» Problem to work on:
Below is a block of entries; repeat exactly the lines starting at the line that contains "of the hillside" and ending at the line that contains "of the dirt", both included.

Dataset items:
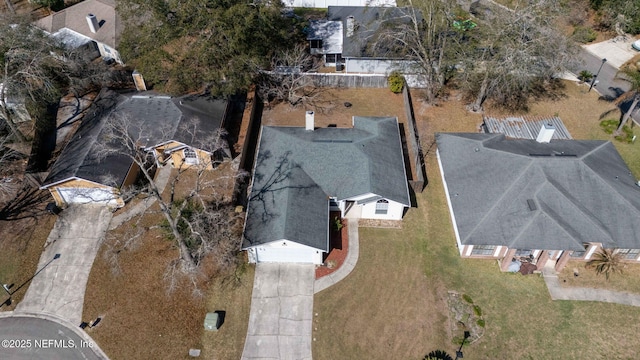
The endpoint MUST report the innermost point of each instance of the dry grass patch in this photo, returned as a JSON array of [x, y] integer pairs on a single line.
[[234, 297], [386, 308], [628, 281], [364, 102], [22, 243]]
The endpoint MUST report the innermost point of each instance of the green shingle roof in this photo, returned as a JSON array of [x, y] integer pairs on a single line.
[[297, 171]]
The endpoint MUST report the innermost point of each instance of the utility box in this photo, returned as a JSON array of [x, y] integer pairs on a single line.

--

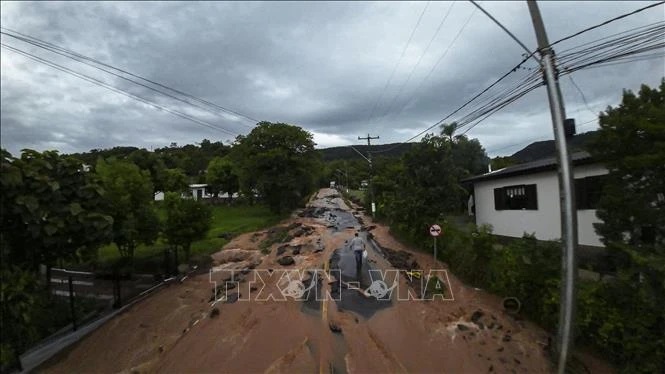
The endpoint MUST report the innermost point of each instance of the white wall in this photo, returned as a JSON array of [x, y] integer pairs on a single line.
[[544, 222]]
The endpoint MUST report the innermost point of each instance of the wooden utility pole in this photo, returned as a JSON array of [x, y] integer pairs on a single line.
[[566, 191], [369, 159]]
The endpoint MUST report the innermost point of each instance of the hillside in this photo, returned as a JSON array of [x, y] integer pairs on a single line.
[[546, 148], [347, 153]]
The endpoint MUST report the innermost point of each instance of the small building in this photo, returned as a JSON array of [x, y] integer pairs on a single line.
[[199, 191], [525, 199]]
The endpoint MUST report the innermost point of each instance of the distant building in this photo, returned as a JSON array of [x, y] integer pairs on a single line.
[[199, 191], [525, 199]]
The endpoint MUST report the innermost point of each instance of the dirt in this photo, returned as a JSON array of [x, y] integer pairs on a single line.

» Output of the task:
The endpoint MUST report the innermost point of each instance of the hillside in this photo, returned as a JSON array of [x, y] integer pairs on a single line.
[[546, 148], [347, 153]]
The endpoint MUST report the innermost point of each instance of the small building in this photo, returned as a JSON array of [x, y] integer pairs on a single line.
[[199, 191], [525, 199]]
The endpoint MUST report the innermost point of each instance of the distant building in this photo, returned as a JSON array of [x, y] integer pairs on a single line.
[[199, 191], [525, 199]]
The endpoint MUST report the innermost point of each instance of the dirt in this photo, returned as a JSON array of [x, y] integer pairs on a single line.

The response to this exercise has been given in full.